[Point-per-instance localization data]

------------------------------------------------------------------------

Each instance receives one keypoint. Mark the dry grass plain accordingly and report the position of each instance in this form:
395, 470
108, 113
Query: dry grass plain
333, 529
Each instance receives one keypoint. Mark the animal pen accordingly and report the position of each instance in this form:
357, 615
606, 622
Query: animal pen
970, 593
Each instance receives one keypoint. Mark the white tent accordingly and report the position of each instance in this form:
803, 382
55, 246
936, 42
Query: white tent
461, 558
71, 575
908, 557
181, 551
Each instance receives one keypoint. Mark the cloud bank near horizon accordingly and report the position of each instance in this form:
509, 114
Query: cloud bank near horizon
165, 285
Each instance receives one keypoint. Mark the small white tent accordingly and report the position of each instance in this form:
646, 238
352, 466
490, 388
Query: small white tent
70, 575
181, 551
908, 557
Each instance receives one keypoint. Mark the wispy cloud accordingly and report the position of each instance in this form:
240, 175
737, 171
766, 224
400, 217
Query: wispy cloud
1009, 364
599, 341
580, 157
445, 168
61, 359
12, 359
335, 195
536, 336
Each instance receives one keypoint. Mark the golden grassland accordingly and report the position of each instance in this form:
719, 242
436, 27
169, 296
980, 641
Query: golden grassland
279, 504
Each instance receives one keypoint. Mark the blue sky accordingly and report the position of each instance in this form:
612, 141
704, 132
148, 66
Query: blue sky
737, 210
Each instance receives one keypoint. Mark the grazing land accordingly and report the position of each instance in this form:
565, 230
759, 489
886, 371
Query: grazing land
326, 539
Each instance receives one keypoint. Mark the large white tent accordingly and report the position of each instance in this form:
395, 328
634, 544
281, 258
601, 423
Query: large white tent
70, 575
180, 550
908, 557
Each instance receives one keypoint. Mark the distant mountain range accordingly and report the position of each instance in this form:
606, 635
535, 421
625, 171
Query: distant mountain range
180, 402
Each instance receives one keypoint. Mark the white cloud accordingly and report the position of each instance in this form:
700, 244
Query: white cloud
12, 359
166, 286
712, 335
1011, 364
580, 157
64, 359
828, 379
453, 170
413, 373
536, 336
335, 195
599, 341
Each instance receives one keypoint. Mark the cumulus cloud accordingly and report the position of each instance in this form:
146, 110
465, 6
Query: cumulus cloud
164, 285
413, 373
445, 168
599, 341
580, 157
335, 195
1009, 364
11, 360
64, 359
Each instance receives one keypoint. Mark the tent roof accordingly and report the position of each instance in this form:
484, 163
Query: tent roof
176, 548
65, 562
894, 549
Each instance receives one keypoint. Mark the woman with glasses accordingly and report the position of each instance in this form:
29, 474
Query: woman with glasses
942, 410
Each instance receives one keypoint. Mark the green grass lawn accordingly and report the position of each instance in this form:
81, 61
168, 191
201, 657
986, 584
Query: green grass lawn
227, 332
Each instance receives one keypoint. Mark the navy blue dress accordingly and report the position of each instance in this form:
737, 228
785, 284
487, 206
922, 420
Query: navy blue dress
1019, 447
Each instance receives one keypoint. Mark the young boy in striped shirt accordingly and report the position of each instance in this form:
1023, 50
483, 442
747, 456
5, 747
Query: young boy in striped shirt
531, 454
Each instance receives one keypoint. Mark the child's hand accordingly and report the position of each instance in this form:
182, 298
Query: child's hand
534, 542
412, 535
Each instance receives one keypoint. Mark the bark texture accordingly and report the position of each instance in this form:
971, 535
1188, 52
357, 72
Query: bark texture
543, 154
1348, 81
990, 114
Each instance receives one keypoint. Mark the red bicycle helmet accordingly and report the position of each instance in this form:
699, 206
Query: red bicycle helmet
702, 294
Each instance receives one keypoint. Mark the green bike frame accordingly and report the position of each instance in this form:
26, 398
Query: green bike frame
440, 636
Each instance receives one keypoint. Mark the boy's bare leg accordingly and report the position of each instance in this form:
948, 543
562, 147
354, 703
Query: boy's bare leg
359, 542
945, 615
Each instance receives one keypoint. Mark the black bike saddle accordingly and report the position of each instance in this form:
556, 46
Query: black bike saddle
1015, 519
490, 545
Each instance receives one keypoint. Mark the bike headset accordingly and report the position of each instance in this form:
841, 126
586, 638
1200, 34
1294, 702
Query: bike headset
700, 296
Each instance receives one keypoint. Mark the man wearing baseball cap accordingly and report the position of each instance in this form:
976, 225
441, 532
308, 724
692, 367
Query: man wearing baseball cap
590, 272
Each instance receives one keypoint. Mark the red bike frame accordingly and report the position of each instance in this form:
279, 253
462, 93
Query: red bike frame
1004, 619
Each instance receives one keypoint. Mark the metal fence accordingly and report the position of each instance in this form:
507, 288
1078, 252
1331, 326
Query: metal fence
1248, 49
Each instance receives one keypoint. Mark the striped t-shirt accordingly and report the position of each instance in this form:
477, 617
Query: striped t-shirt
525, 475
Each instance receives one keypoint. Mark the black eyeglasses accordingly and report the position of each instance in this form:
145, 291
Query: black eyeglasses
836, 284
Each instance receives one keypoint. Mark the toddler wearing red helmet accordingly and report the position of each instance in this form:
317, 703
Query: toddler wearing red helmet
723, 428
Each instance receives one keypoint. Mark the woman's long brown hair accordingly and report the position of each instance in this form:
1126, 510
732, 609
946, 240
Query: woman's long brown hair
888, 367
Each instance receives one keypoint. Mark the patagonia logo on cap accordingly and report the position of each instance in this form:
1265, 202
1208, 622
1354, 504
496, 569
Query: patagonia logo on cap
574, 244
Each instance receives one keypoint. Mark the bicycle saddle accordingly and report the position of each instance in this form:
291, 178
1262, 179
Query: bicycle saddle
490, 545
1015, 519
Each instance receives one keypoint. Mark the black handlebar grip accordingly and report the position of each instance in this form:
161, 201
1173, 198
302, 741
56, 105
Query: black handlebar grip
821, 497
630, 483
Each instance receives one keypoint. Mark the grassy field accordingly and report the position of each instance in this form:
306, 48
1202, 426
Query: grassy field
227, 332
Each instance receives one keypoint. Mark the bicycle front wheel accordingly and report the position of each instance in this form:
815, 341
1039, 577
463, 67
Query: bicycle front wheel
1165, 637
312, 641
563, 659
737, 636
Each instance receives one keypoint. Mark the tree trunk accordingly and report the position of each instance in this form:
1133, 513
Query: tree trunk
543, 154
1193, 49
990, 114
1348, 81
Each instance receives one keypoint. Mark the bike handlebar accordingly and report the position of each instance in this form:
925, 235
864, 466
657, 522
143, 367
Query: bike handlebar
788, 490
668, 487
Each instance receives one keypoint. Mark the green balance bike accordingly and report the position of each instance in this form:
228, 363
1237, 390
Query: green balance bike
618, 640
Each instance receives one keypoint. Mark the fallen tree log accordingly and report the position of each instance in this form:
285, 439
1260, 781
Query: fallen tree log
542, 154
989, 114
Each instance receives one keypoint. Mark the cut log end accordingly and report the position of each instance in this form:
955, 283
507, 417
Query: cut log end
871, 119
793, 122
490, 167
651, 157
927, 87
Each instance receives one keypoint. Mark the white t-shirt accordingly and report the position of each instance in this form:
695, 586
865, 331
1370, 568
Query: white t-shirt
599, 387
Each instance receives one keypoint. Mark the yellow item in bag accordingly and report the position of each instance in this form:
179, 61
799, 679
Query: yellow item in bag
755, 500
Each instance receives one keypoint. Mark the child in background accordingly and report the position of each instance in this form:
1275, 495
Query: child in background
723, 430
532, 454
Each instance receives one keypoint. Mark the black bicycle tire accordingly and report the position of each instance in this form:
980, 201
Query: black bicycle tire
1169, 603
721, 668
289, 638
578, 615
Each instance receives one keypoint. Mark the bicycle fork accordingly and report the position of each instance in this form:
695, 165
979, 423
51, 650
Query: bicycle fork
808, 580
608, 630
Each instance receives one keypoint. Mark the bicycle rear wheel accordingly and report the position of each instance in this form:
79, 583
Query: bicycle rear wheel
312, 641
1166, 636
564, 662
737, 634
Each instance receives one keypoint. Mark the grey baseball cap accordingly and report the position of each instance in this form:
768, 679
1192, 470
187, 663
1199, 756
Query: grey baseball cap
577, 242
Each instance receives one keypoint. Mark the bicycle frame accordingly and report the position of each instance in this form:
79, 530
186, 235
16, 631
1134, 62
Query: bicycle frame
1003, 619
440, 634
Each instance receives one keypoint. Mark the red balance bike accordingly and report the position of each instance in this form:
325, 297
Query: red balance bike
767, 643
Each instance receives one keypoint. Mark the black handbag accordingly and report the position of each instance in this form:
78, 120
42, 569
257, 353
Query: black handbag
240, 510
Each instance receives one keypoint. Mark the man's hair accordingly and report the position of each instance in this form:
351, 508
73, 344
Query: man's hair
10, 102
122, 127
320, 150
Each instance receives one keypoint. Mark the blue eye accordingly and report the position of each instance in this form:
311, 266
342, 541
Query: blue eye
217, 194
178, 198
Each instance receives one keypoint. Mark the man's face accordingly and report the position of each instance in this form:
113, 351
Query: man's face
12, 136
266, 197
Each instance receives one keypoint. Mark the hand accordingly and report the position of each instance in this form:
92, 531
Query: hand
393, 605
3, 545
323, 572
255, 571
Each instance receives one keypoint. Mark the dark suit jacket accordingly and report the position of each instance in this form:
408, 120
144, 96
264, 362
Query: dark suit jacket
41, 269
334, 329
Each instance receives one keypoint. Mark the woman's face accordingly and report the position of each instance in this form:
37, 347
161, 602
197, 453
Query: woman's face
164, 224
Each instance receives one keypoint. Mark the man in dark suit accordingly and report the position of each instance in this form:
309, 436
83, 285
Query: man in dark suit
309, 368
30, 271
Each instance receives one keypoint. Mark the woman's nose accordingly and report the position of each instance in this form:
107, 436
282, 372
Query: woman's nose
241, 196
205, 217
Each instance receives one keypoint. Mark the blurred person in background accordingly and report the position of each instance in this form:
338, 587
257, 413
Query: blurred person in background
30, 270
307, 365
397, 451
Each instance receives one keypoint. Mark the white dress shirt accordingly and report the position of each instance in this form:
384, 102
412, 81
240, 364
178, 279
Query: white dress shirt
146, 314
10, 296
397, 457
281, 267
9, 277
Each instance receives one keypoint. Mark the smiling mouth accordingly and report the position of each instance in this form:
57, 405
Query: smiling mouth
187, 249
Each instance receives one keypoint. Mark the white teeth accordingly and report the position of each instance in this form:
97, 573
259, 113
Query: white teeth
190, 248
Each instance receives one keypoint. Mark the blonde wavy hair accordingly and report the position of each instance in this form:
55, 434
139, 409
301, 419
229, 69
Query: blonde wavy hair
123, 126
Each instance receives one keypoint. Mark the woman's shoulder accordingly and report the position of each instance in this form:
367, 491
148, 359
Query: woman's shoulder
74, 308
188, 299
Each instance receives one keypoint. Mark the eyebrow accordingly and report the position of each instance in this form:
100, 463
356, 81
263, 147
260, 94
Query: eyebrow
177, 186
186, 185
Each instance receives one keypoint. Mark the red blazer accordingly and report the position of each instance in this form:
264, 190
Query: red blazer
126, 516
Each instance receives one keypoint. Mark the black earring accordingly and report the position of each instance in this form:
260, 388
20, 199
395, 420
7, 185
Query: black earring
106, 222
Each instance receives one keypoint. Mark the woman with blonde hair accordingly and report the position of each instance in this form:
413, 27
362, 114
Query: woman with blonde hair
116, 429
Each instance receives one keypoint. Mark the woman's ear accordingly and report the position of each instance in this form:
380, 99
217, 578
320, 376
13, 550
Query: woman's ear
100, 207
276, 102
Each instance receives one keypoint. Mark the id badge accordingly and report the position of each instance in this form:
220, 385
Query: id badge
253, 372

------------------------------------------------------------------------

- **Exercise goal**: From the line containing "Query: white teeth" through the last line of the records, output each line exactly and nothing more.

- **Exercise response**:
Query: white teeth
190, 248
Each instance receives one keypoint. Mark the blonde wavy hair accordingly and report the position of each instance in this form:
55, 434
139, 409
301, 419
229, 69
Query: blonde wavy hair
123, 126
Each instance receives one keypoint. Mark the woman's shoulder accordingly and report the position of each instance in this form:
367, 491
148, 359
Query: woman's shoulder
74, 308
188, 299
Each instance receives one keypoint. Mark the eyebrow accordingly and report the position of each instance in this form:
100, 463
356, 81
263, 147
260, 94
Query: eyebrow
177, 186
186, 185
Each instance receives one keypoint. Mark the red blazer accordingly and report the position of each instance in this form:
264, 190
Query: red blazer
126, 516
Each instance receives one keypoint. Mark the black earring accordingly and report the position of each instance in this form:
260, 388
20, 199
395, 420
7, 185
Query: black earring
106, 222
Each instance receives one keypoint. Mark the woman with blonde hair accordingly and report the position of each instance in this form:
413, 27
362, 114
Query: woman with blonde hair
116, 429
Each instance receives one keypoint. Mark the woman's ear accordingly and report the position of each instance in this form:
380, 99
217, 578
320, 376
13, 550
Query: woman's ear
100, 207
276, 102
Each instance receives one keypoint. Mark the id badge accordingly and report the position of each instance in this form:
220, 385
Query: id badge
253, 372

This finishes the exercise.